Top of Entries shown

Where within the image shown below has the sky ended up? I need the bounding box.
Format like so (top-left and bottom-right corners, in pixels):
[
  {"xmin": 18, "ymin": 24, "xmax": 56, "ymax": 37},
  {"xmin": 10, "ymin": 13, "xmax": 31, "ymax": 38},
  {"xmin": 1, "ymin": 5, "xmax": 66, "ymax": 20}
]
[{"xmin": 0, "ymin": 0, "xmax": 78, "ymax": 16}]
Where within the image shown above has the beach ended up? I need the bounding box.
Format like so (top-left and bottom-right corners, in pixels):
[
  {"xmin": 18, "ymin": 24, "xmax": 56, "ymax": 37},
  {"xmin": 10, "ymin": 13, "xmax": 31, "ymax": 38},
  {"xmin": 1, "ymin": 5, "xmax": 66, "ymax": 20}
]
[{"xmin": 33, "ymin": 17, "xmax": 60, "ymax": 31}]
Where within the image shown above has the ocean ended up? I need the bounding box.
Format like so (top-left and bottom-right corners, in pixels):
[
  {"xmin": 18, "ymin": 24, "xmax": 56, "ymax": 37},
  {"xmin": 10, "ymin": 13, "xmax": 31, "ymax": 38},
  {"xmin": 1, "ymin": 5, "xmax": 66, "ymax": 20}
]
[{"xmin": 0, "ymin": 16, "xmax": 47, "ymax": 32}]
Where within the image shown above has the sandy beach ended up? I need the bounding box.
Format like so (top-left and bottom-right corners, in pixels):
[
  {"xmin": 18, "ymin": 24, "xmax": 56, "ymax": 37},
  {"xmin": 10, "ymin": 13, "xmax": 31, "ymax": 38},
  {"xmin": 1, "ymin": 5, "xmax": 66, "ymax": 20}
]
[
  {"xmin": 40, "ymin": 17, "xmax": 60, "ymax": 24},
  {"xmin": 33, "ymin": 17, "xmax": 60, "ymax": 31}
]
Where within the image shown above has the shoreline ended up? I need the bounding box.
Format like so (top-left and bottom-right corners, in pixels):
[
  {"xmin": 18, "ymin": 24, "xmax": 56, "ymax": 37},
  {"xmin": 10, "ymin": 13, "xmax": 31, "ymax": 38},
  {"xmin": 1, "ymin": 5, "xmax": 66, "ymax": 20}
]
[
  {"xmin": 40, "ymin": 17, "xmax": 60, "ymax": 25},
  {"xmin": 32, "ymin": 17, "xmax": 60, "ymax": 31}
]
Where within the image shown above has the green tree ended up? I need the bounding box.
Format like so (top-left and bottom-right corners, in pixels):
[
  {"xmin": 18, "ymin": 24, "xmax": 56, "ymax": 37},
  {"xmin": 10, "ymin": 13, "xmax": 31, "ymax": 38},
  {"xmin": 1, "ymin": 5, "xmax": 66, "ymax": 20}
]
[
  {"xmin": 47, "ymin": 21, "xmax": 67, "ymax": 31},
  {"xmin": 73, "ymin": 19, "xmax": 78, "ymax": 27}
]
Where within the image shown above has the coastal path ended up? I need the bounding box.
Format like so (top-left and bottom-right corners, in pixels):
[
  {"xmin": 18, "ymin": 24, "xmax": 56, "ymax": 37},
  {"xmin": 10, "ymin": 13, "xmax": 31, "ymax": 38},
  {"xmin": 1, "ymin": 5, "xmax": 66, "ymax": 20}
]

Bottom of Entries shown

* **Task details**: Retype the records above in full, exactly.

* **Answer section**:
Where within the image shown below has the sky ended up? I need the bounding box.
Format like so (top-left and bottom-right corners, in pixels):
[
  {"xmin": 18, "ymin": 24, "xmax": 56, "ymax": 37},
  {"xmin": 10, "ymin": 13, "xmax": 31, "ymax": 38},
  {"xmin": 1, "ymin": 5, "xmax": 66, "ymax": 20}
]
[{"xmin": 0, "ymin": 0, "xmax": 78, "ymax": 16}]
Where within the image shown above has the beach ended up? I need the bounding box.
Format like so (top-left and bottom-right corners, in pixels):
[
  {"xmin": 18, "ymin": 24, "xmax": 56, "ymax": 37},
  {"xmin": 10, "ymin": 13, "xmax": 31, "ymax": 38},
  {"xmin": 1, "ymin": 5, "xmax": 66, "ymax": 20}
]
[{"xmin": 33, "ymin": 17, "xmax": 60, "ymax": 31}]
Where within the image shown above has the ocean ended up? I need the bounding box.
Format like so (top-left and bottom-right corners, in pixels):
[
  {"xmin": 18, "ymin": 24, "xmax": 56, "ymax": 37},
  {"xmin": 10, "ymin": 13, "xmax": 31, "ymax": 38},
  {"xmin": 1, "ymin": 5, "xmax": 66, "ymax": 20}
]
[{"xmin": 0, "ymin": 16, "xmax": 47, "ymax": 32}]
Where within the image shown above has the sandy beach ended up? I need the bounding box.
Format like so (top-left and bottom-right corners, in pixels):
[
  {"xmin": 18, "ymin": 24, "xmax": 56, "ymax": 37},
  {"xmin": 10, "ymin": 13, "xmax": 31, "ymax": 38},
  {"xmin": 1, "ymin": 5, "xmax": 66, "ymax": 20}
]
[
  {"xmin": 40, "ymin": 17, "xmax": 60, "ymax": 24},
  {"xmin": 33, "ymin": 17, "xmax": 60, "ymax": 31}
]
Where within the image shown above has the shoreline ended up? I need the bounding box.
Format like so (top-left and bottom-right corners, in pixels):
[
  {"xmin": 18, "ymin": 24, "xmax": 56, "ymax": 37},
  {"xmin": 10, "ymin": 13, "xmax": 31, "ymax": 38},
  {"xmin": 1, "ymin": 5, "xmax": 66, "ymax": 20}
]
[
  {"xmin": 40, "ymin": 17, "xmax": 60, "ymax": 25},
  {"xmin": 32, "ymin": 17, "xmax": 60, "ymax": 31}
]
Where within the image shown above has the green tree ended up? I need the bounding box.
Format like so (top-left and bottom-right corners, in pixels):
[
  {"xmin": 18, "ymin": 24, "xmax": 56, "ymax": 37},
  {"xmin": 10, "ymin": 13, "xmax": 31, "ymax": 38},
  {"xmin": 1, "ymin": 5, "xmax": 66, "ymax": 20}
]
[
  {"xmin": 47, "ymin": 21, "xmax": 67, "ymax": 31},
  {"xmin": 73, "ymin": 19, "xmax": 78, "ymax": 27}
]
Where within the image shown above has the coastal path ended up? I need the bounding box.
Format like so (top-left and bottom-right corners, in pixels):
[
  {"xmin": 18, "ymin": 24, "xmax": 56, "ymax": 37},
  {"xmin": 10, "ymin": 13, "xmax": 31, "ymax": 38},
  {"xmin": 1, "ymin": 5, "xmax": 66, "ymax": 20}
]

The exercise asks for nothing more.